**The task**
Tally the lines in the items below that contain the string "outline", and reply with that number alone.

**Records to use**
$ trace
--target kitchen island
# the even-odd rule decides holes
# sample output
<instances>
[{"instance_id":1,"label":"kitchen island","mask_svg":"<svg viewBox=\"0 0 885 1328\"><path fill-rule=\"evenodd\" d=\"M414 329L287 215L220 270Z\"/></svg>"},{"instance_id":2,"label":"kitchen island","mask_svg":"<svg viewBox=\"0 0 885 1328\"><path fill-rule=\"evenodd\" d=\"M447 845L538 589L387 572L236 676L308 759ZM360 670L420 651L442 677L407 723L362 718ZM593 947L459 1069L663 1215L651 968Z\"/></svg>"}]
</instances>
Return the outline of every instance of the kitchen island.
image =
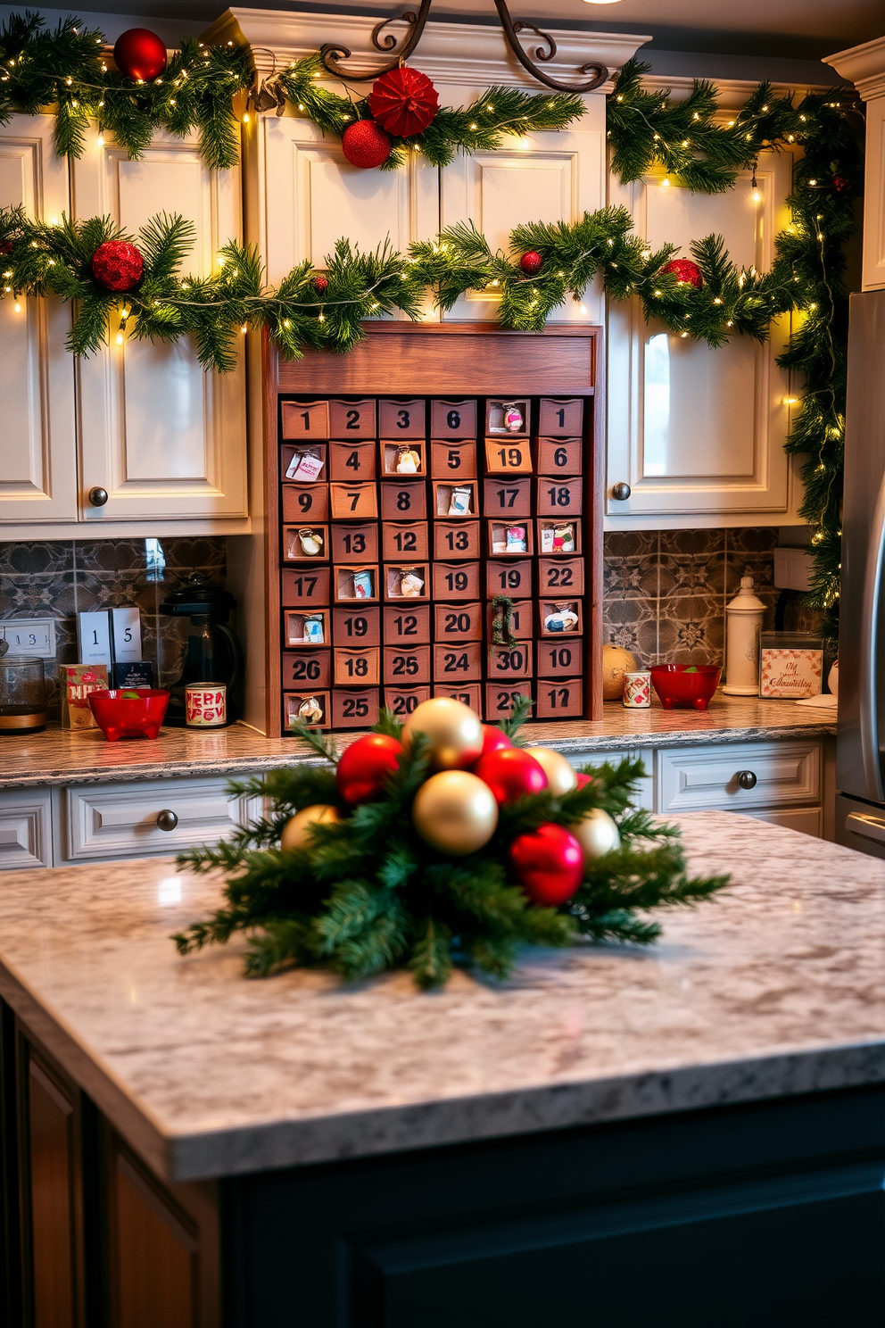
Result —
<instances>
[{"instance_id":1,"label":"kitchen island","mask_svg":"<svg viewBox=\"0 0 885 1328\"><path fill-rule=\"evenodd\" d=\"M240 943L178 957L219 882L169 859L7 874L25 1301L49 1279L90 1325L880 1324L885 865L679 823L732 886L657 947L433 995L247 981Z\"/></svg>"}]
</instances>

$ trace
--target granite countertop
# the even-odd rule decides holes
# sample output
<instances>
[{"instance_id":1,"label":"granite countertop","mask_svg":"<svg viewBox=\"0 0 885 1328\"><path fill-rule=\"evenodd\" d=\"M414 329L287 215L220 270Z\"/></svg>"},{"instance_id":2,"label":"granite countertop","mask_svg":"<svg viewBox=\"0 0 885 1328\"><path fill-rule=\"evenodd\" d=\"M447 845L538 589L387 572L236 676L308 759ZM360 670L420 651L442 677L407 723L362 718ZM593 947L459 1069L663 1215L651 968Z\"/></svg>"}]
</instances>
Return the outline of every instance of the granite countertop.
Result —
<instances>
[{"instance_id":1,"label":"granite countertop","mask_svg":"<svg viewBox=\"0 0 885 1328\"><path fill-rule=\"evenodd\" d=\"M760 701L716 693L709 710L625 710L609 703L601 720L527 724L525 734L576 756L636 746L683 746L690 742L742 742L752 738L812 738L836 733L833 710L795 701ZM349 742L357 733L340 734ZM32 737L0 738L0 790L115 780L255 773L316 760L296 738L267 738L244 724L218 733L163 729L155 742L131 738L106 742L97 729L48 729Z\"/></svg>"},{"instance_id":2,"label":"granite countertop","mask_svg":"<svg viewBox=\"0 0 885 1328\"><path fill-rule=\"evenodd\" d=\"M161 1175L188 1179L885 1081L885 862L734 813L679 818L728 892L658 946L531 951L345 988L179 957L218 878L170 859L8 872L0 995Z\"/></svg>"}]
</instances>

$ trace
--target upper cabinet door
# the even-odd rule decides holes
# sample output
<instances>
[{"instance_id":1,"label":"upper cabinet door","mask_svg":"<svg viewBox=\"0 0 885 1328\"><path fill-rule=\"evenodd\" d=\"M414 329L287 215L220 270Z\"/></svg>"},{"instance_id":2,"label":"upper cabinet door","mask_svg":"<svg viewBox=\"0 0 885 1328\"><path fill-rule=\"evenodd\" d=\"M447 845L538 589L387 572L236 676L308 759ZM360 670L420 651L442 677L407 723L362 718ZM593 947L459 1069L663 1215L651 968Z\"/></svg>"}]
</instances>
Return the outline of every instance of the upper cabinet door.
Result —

**Task result**
3